- **Input for this task**
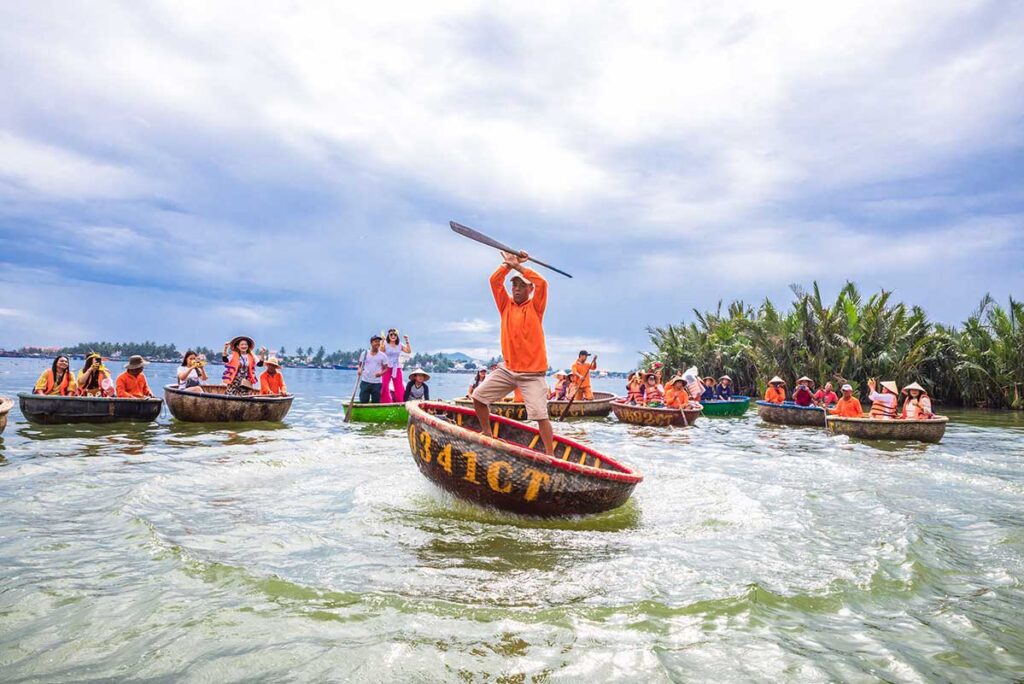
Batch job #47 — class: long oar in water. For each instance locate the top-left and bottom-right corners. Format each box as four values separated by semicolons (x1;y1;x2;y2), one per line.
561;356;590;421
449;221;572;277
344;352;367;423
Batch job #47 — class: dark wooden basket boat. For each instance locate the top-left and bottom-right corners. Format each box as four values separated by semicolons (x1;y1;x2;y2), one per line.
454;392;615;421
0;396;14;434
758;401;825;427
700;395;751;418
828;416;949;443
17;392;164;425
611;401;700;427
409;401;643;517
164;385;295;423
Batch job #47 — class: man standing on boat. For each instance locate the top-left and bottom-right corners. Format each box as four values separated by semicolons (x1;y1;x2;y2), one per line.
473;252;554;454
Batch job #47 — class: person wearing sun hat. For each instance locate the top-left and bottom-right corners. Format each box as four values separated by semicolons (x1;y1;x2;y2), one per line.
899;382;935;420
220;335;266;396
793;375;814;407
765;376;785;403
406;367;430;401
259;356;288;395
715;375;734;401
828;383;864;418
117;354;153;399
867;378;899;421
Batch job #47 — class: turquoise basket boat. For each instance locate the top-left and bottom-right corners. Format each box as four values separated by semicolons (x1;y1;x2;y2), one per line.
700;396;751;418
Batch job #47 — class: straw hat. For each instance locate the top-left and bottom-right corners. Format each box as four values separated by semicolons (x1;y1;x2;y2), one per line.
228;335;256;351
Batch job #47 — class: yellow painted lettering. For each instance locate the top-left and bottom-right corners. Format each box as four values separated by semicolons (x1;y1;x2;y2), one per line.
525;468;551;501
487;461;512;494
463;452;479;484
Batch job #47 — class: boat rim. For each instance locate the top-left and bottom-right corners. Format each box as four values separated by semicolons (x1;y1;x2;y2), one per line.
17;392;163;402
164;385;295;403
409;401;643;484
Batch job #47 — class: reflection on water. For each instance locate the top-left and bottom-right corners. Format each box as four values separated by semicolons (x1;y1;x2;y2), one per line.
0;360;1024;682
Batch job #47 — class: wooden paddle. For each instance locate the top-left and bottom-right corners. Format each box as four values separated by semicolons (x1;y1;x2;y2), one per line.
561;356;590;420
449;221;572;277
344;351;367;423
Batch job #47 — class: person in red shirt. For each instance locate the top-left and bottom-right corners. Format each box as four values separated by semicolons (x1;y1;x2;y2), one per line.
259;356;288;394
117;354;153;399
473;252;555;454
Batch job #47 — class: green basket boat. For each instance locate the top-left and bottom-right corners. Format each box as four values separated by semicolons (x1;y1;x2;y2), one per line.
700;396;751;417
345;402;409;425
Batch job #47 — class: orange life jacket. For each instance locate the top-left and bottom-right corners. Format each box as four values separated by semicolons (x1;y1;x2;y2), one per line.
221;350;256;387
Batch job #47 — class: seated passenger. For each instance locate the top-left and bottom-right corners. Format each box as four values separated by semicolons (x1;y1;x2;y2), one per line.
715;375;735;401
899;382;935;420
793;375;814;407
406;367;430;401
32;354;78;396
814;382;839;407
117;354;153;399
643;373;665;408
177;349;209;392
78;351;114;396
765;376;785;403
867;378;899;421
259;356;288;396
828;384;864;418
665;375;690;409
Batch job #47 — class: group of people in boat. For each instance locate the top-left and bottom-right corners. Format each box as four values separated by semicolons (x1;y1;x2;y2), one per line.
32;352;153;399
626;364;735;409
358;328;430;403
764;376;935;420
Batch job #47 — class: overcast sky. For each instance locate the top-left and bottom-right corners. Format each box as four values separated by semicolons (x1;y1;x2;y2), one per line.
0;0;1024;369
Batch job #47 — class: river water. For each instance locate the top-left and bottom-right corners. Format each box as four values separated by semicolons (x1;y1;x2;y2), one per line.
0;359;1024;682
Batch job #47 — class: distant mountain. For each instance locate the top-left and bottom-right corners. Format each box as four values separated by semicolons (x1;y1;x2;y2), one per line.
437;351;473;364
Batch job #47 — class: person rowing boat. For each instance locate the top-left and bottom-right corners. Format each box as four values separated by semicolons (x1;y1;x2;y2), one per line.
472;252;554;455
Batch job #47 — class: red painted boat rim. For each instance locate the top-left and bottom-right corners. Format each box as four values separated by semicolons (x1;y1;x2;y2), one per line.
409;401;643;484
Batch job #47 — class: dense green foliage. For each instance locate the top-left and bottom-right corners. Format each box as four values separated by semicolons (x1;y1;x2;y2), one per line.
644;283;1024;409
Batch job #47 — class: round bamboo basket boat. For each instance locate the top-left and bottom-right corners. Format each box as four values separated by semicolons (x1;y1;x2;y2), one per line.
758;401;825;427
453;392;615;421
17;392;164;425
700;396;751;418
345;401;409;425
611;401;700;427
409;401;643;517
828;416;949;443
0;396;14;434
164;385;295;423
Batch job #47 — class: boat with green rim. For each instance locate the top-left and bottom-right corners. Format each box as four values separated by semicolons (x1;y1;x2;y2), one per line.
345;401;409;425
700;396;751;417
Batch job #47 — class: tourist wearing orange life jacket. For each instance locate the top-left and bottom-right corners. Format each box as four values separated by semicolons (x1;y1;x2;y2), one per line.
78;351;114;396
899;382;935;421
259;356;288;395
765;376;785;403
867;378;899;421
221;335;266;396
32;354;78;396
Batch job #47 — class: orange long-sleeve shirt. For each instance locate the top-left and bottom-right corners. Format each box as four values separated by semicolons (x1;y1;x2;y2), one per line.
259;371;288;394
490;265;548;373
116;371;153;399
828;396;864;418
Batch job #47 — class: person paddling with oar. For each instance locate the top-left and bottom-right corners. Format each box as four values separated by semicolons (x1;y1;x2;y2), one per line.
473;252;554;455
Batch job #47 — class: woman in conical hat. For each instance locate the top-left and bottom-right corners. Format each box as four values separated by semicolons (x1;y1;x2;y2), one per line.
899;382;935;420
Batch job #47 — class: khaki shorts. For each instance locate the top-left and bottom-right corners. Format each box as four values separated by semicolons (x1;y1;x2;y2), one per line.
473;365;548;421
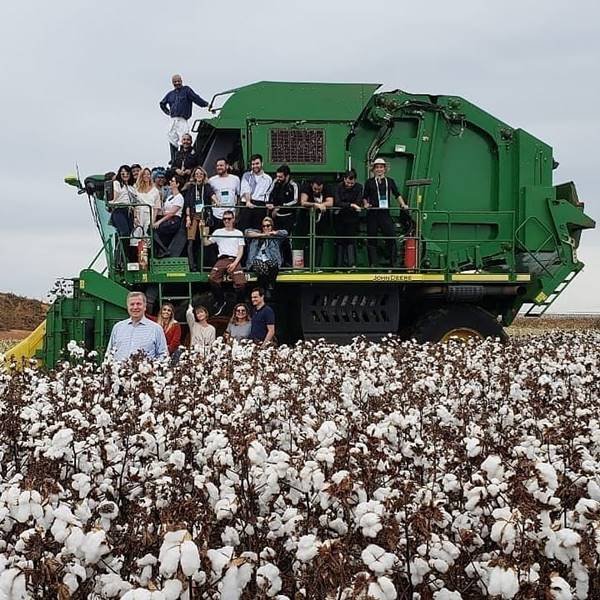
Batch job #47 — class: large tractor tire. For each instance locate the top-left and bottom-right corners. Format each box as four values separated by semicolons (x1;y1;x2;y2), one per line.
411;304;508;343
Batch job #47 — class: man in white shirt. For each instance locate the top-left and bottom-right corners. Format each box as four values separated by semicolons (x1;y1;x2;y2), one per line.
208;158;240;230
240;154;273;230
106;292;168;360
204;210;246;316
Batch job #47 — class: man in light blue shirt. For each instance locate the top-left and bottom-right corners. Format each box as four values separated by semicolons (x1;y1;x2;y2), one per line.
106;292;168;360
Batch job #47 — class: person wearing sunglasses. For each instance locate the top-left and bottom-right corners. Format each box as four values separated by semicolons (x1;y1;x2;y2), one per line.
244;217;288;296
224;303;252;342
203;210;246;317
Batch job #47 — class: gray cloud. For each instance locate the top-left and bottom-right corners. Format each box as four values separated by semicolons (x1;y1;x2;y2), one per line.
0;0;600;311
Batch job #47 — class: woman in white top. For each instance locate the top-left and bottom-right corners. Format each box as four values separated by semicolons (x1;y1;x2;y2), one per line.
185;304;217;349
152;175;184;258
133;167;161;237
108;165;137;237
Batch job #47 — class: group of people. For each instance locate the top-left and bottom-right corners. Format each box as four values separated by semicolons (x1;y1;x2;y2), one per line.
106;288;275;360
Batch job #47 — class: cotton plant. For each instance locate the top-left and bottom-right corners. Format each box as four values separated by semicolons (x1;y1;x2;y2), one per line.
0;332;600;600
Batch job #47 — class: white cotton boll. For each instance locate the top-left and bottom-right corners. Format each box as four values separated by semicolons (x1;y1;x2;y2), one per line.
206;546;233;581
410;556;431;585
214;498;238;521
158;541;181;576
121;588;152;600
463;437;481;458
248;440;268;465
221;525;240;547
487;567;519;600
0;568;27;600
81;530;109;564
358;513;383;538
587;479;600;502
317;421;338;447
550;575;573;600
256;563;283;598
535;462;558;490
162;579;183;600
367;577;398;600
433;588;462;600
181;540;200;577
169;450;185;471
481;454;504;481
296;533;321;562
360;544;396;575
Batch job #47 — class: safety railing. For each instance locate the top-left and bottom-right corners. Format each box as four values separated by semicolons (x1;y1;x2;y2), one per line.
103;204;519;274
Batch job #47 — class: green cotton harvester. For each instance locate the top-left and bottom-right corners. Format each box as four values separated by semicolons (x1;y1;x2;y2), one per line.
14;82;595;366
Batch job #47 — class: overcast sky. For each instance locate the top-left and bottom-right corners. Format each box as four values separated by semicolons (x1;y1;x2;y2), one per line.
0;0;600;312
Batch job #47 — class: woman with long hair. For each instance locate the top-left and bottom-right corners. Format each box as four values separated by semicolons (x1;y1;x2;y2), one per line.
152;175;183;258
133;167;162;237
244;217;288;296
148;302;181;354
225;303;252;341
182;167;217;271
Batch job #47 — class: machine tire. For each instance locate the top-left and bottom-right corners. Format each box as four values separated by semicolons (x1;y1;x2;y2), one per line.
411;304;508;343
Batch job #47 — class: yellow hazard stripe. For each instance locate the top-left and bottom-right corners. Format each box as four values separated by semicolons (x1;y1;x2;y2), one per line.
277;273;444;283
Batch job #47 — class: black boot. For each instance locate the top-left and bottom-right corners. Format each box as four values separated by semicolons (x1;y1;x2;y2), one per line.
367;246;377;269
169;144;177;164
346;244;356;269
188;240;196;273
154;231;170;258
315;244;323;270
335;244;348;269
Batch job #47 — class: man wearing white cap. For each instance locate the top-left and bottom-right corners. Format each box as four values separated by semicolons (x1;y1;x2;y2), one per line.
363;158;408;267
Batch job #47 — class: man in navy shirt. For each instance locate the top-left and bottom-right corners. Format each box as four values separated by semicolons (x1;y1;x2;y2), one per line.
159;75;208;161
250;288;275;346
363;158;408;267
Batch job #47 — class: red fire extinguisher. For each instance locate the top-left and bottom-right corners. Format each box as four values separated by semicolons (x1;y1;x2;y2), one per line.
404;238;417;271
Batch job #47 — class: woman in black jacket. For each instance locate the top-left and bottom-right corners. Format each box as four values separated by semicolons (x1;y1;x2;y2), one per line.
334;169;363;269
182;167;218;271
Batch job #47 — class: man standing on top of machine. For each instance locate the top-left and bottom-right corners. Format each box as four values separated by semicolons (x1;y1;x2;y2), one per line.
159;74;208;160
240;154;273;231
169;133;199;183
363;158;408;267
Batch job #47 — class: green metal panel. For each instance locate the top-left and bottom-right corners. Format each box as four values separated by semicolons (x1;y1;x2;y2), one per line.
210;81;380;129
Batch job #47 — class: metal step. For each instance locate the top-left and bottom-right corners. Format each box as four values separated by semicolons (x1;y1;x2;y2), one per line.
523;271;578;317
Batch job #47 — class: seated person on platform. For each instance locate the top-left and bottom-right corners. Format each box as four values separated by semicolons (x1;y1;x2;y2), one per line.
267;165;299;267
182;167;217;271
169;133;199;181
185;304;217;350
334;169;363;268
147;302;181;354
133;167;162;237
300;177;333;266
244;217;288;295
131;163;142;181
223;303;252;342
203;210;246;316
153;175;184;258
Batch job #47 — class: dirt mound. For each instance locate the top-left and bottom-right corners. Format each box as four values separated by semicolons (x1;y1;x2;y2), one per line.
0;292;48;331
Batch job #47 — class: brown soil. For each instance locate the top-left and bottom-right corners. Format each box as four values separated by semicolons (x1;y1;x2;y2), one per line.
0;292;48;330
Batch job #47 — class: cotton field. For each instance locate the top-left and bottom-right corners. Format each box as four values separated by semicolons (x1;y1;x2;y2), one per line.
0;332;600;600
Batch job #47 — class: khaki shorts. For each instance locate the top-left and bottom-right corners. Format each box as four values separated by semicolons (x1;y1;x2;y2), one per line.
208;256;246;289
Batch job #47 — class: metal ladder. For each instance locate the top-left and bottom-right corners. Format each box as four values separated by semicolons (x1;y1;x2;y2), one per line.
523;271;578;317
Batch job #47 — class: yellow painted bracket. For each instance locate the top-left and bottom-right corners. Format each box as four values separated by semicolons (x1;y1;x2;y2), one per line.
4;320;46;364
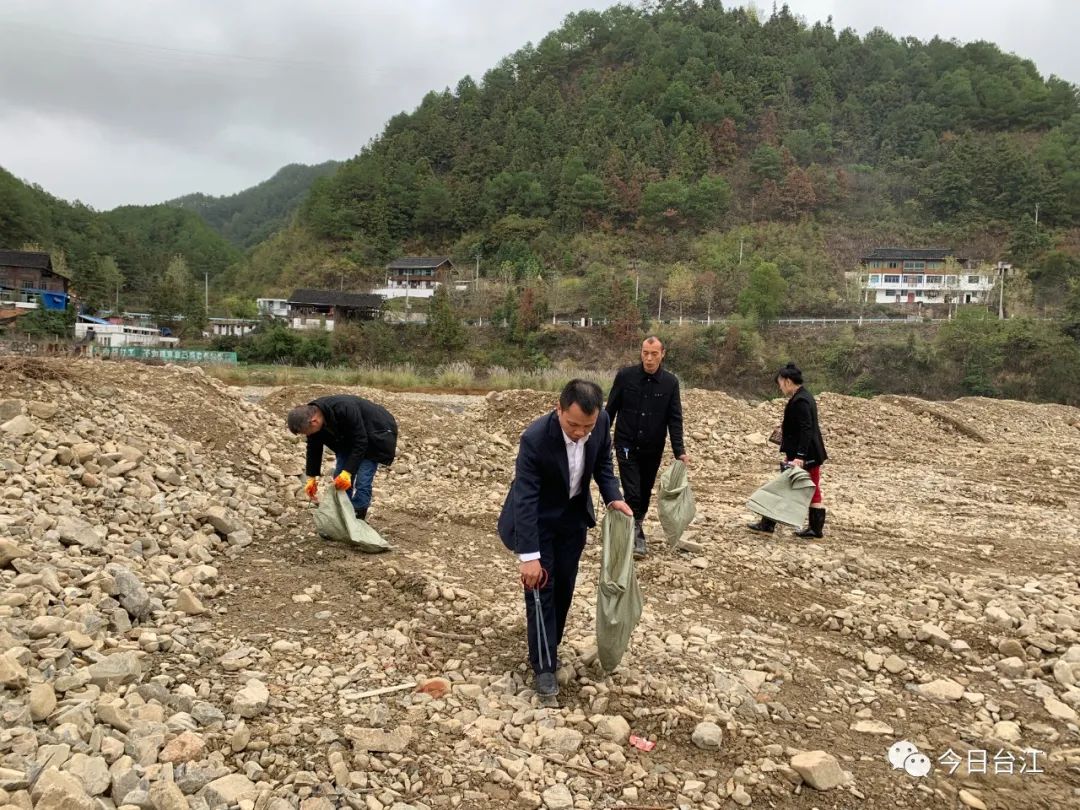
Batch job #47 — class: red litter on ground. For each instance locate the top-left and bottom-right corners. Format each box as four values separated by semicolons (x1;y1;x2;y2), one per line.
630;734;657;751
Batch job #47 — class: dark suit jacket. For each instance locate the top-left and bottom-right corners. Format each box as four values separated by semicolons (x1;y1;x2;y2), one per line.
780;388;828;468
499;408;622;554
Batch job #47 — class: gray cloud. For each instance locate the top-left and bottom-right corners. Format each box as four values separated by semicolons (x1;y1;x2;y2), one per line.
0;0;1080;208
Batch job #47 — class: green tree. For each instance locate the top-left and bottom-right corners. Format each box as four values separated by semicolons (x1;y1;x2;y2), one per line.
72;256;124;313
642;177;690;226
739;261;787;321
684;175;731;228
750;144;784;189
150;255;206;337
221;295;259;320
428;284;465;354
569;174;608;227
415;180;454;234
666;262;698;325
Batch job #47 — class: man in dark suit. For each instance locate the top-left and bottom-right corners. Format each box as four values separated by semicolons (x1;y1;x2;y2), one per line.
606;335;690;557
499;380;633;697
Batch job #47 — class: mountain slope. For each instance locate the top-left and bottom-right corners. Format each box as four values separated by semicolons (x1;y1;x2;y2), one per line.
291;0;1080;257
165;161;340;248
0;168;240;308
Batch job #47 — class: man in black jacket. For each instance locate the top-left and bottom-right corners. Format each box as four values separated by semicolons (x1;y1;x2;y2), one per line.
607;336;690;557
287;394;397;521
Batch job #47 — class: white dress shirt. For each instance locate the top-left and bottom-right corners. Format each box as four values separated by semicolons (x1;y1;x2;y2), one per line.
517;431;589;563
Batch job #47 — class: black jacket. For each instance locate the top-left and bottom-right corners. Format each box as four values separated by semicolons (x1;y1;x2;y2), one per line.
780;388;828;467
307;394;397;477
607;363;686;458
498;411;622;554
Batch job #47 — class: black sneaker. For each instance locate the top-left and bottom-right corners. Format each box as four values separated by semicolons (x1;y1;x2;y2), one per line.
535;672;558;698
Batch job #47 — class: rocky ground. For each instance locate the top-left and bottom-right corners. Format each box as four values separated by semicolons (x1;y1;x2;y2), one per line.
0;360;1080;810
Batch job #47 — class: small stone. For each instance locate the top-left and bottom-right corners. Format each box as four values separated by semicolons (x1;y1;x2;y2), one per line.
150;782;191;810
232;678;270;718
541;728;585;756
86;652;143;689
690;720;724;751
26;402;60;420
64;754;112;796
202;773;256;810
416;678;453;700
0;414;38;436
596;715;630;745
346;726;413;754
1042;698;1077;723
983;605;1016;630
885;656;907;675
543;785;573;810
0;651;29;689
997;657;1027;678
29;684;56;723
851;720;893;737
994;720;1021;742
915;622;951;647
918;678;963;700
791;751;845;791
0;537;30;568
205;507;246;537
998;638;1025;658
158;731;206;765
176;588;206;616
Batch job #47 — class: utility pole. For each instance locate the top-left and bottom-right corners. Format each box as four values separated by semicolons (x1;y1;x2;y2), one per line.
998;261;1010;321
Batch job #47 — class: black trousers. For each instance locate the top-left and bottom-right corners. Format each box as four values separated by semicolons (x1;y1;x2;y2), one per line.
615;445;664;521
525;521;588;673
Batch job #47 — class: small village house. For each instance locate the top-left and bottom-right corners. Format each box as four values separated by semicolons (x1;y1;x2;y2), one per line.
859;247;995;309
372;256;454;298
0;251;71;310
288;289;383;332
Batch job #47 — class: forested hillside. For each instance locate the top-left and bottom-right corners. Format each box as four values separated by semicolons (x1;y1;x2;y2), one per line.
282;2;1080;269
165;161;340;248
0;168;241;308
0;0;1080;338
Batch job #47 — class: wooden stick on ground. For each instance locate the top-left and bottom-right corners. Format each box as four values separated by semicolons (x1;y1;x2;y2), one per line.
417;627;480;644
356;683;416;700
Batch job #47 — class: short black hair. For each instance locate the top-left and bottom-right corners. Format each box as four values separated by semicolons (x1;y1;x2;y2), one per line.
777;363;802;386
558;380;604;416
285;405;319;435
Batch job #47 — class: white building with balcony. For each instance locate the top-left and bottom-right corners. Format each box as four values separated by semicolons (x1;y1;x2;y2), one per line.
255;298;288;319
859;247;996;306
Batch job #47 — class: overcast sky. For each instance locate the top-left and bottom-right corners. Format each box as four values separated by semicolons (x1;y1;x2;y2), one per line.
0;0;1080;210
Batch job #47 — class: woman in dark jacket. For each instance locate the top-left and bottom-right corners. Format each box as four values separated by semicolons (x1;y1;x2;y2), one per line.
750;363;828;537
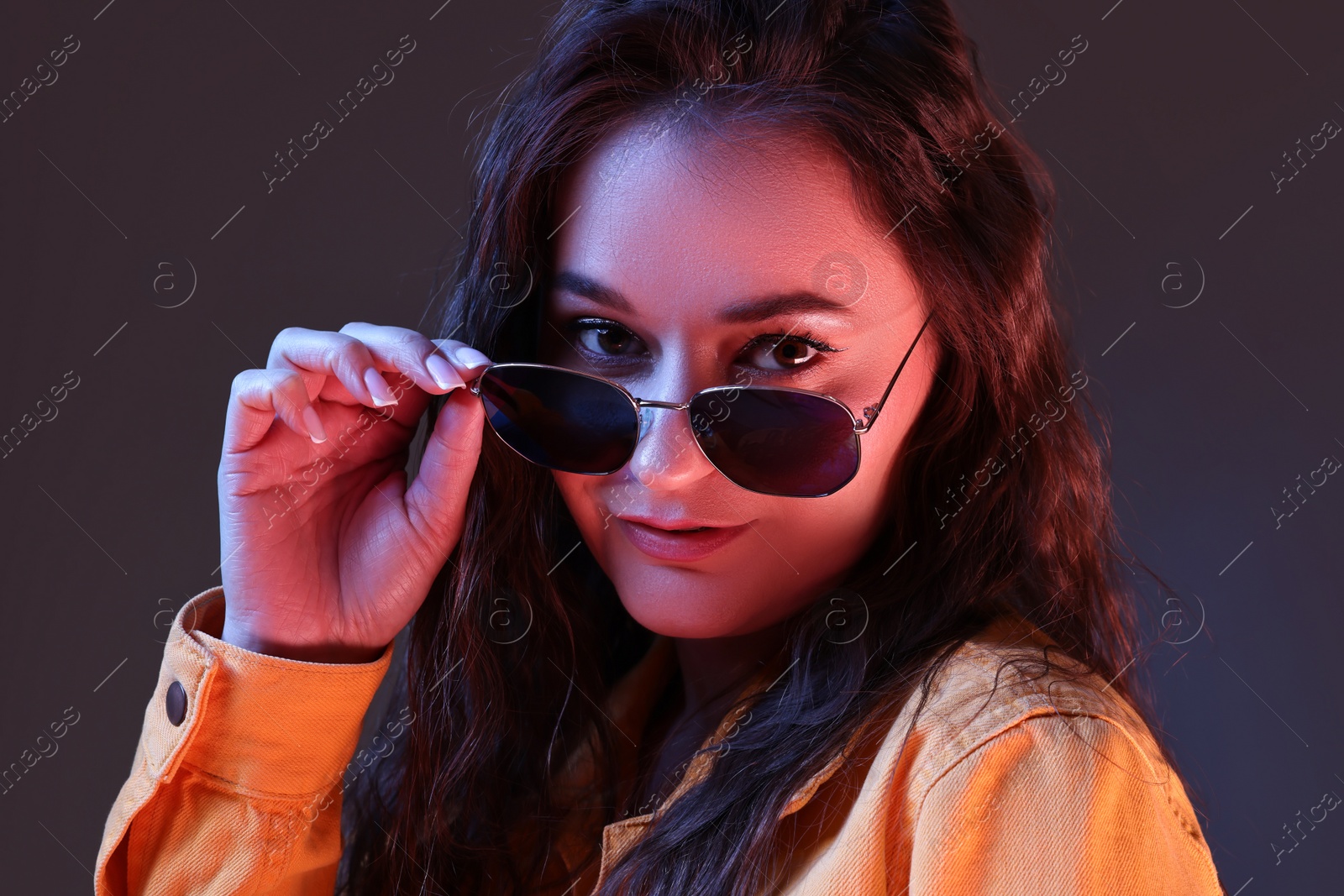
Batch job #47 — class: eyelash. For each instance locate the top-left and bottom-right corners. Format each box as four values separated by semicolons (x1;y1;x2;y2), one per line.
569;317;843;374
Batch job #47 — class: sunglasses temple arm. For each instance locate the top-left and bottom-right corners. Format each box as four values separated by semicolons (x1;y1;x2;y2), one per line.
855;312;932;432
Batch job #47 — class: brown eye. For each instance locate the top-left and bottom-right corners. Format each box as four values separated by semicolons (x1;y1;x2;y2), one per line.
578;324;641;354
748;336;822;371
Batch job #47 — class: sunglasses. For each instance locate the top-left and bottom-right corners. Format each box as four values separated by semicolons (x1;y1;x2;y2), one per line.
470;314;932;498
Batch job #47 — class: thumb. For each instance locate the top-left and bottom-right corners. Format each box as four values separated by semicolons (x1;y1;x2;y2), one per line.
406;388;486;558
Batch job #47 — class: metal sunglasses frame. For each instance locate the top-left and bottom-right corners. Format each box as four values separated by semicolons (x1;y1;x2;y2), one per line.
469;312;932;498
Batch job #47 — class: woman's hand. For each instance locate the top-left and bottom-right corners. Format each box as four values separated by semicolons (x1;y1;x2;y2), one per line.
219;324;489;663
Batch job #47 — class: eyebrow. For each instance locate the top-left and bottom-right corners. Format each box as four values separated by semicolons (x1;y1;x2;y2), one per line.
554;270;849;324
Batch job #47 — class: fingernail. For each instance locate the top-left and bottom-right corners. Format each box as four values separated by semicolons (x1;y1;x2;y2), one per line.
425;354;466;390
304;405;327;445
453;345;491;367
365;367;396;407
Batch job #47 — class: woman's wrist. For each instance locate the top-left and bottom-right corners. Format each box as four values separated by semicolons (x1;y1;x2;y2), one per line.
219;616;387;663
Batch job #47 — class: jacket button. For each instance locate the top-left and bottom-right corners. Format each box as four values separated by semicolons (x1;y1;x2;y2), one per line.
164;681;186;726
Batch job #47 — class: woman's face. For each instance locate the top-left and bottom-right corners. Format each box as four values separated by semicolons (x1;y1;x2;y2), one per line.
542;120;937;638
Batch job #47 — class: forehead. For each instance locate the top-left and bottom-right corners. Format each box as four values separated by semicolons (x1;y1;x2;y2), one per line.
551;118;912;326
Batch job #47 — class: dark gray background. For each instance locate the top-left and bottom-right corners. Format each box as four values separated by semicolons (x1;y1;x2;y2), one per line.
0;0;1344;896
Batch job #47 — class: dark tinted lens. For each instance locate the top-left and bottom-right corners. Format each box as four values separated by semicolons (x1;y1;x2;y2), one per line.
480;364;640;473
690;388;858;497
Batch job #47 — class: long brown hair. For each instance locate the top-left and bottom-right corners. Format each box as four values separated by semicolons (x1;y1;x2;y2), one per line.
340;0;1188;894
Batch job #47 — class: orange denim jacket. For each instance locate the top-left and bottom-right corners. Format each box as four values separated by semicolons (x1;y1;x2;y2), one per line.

- **What you should do**
Which lines in the data above contain the word "painted", counting only matches with the same uppercase and lowercase letters? Locate each such line and copy it in full.

- **Answer to the task**
Batch job #47 — class: yellow painted lettering. For each instance locate the top-left and bottom-right corners. Format each box as four values separated by semicolons (x1;y1;x2;y2), one per line.
Batch job #47 — class: red painted boat rim. For each instance locate the top-left and bottom-right corners. Format each box as four values separated by semicolons (x1;y1;x2;y2), one per line.
Batch job #47 — class: yellow painted bracket. For each instance locate the top-left and bottom-right corners. Format each box as four values separated by semicolons (x1;y1;x2;y2), one per line.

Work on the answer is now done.